REQUEST: Rewrite the lines below with "largest circle" replaced by "biggest circle" everywhere it occurs, leaving everything else unchanged.

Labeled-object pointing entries
◆ ◆ ◆ ◆

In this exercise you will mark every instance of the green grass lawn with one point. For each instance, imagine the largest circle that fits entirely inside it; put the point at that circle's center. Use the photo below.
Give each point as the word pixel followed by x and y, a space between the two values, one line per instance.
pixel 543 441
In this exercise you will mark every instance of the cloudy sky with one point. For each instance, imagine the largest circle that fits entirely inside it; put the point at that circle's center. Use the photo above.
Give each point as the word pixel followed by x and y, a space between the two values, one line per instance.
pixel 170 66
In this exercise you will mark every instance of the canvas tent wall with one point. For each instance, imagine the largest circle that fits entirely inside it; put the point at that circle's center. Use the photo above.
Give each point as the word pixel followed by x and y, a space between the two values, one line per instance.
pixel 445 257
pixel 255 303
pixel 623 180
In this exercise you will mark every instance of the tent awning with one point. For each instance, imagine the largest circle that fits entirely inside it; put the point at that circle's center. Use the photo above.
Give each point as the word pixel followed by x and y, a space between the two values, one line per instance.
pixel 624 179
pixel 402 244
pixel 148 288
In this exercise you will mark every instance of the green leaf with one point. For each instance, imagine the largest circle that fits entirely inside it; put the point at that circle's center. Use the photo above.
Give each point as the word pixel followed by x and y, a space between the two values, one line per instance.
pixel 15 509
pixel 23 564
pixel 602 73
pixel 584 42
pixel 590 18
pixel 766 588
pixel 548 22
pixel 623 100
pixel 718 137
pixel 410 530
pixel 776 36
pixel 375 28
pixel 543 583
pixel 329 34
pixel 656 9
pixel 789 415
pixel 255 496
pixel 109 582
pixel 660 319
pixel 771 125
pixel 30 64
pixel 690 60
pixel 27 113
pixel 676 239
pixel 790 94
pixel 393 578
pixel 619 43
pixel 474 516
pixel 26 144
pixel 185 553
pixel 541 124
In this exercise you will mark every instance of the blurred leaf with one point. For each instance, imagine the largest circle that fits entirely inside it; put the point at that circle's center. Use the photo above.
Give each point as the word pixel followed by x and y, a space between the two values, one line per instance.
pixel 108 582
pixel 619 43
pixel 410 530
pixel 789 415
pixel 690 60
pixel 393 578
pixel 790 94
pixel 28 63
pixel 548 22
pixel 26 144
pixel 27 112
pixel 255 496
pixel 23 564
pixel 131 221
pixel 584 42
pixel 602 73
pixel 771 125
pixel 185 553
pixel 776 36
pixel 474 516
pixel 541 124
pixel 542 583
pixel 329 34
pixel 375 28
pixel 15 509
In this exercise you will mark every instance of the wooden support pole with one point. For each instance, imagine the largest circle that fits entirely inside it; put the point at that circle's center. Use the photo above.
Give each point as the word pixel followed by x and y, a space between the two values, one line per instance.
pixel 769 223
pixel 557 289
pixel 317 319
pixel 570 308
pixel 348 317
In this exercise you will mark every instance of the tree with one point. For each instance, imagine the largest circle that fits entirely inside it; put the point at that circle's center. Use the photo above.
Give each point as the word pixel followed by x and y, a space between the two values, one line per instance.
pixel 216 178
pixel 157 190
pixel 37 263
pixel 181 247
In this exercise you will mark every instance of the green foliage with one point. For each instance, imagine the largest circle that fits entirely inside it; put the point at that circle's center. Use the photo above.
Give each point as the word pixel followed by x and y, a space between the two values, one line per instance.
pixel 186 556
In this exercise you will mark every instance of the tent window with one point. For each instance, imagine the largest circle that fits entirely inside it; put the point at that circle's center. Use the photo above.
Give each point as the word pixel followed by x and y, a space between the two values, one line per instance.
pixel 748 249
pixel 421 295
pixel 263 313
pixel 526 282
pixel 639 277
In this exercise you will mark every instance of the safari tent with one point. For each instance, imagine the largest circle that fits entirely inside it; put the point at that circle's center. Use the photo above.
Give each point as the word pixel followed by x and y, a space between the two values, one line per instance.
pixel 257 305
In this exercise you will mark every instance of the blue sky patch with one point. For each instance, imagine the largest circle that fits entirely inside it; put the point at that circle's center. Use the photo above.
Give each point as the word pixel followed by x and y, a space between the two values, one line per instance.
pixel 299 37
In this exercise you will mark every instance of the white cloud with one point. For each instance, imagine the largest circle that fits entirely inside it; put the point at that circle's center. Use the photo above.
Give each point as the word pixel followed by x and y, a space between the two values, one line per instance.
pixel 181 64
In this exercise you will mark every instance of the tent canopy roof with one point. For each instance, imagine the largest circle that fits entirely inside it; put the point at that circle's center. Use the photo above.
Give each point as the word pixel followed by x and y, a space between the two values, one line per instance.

◆ ◆ ◆ ◆

THE REPLY:
In this exercise you will mark every instance of the green grass lawn with one point. For each instance, imagine the biggest circle that fits entirely inside it; put the point at that circle's center. Use the photo below.
Give each point as the word pixel followed by x and y, a space between the two values, one line per instance.
pixel 543 441
In this exercise you will mark every instance of the cloudy sky with one point. For each instance, imagine the biggest circle that fits entirely inside it; put the point at that circle's center. Use the photo above.
Give each point as the word pixel followed by x and y, a space between the two values, one line per instance.
pixel 170 66
In this exercise you will mark every instance of the canvas tent wall with one point. For each instance, imagine the biggest circle that fits entirely inside it; put the point at that circle's center. Use the photo above.
Give each point as the word pixel followed by x and y, a space between the two values, one line per instance.
pixel 445 257
pixel 255 303
pixel 623 180
In this exercise you will mark every instance of the tent awning with one point. For each instance, imagine the biggest circle that fits entirely inside it; put the point at that circle's center. Use the photo above.
Give each point as the word pixel followed by x and y, a space between the two values, one line per instance.
pixel 624 179
pixel 402 244
pixel 148 288
In this exercise you will mark every instance of the green leaf with one point. For each instance, imagine the biggest circle that fits entirely inside it; put the point at that circle's center. Use the photo above.
Give each point as the word pixel followed by x and y, a space between the two values, one line per instance.
pixel 15 509
pixel 23 564
pixel 602 73
pixel 584 42
pixel 590 18
pixel 766 588
pixel 548 22
pixel 623 100
pixel 718 137
pixel 410 530
pixel 776 36
pixel 375 28
pixel 543 583
pixel 329 34
pixel 656 9
pixel 789 415
pixel 255 496
pixel 109 582
pixel 660 319
pixel 771 125
pixel 30 64
pixel 690 60
pixel 27 113
pixel 676 239
pixel 790 94
pixel 393 578
pixel 619 43
pixel 474 516
pixel 26 144
pixel 185 553
pixel 541 124
In this exercise you will mark every instance of the blurred leaf with one point. For each instance, imagine the biggest circle that fits entirely inside it; put the point at that circle's center. Use the photo above.
Give each point as the word pixel followed by x and y, a space between the two values, one line per instance.
pixel 108 582
pixel 619 43
pixel 410 530
pixel 789 415
pixel 690 60
pixel 393 578
pixel 790 94
pixel 28 63
pixel 548 22
pixel 26 144
pixel 27 112
pixel 255 496
pixel 23 564
pixel 131 221
pixel 584 42
pixel 602 73
pixel 771 125
pixel 185 553
pixel 776 36
pixel 474 516
pixel 541 124
pixel 542 583
pixel 329 34
pixel 375 28
pixel 15 509
In this exercise you will mark every instance of the wooden support pole with one point. For each instance, imagine the biggest circle that fits entirely inside it; put the point at that circle's center. Use the photo above.
Give each point as the word pixel followed by x and y, a space between the two values, one line per instance.
pixel 769 223
pixel 557 289
pixel 317 319
pixel 570 308
pixel 348 317
In this exercise you will mark every instance of the tree with one point. For each instance, imagine the biggest circle that fits entirely inside it; put the point at that circle's center. Use the photo above.
Give each point as the word pixel followed by x and y, a space between the two values, one line per instance.
pixel 216 178
pixel 157 190
pixel 37 263
pixel 181 247
In this exercise you will mark every instance of the green foliage with one point. For each instance, imagine the biggest circle that fits entirely inside it; put the point at that circle's center. Use the photo above.
Give each point as the word pixel followed by x and y, a space between the two values, one line per instance.
pixel 186 556
In this exercise you will mark every instance of the tent window with one point. For each instance, imagine the biggest circle that fits entirely inside it; put the point at that circle's center. Use the photo above.
Give each point as the word pixel followed by x and y, a space between the two values, one line per instance.
pixel 748 249
pixel 421 295
pixel 263 313
pixel 526 282
pixel 639 277
In this exercise you will mark every instance of the safari tent with one point. For each instance, imagine the biggest circle that fits entirely inside it; put the point at that circle's center. Use the photo above.
Give each point as the word pixel followed by x and y, a space between the two values, one line per instance.
pixel 257 305
In this exercise you will mark every instance of the blue sky patch with one point. For each instance, imagine the biggest circle that fits entirely inside it; put the point at that circle's center. Use the photo above.
Give each point as the word pixel followed by x and y, a space between the two values, one line per instance.
pixel 299 37
In this exercise you will mark every instance of the white cloud with one point. For each instance, imagine the biggest circle that fits entirely inside it; put the point at that circle's center. Use the photo above.
Give each point as the word pixel followed by x and y, a space between the two values, one line per instance.
pixel 181 64
In this exercise you will mark every instance of the tent canopy roof with one point. For each instance, imagine the biggest circle that fits entirely inside it; put the point at that circle's center. Use the photo above.
Give each point as the word pixel followed by x and y, a space between the two values, one line per instance.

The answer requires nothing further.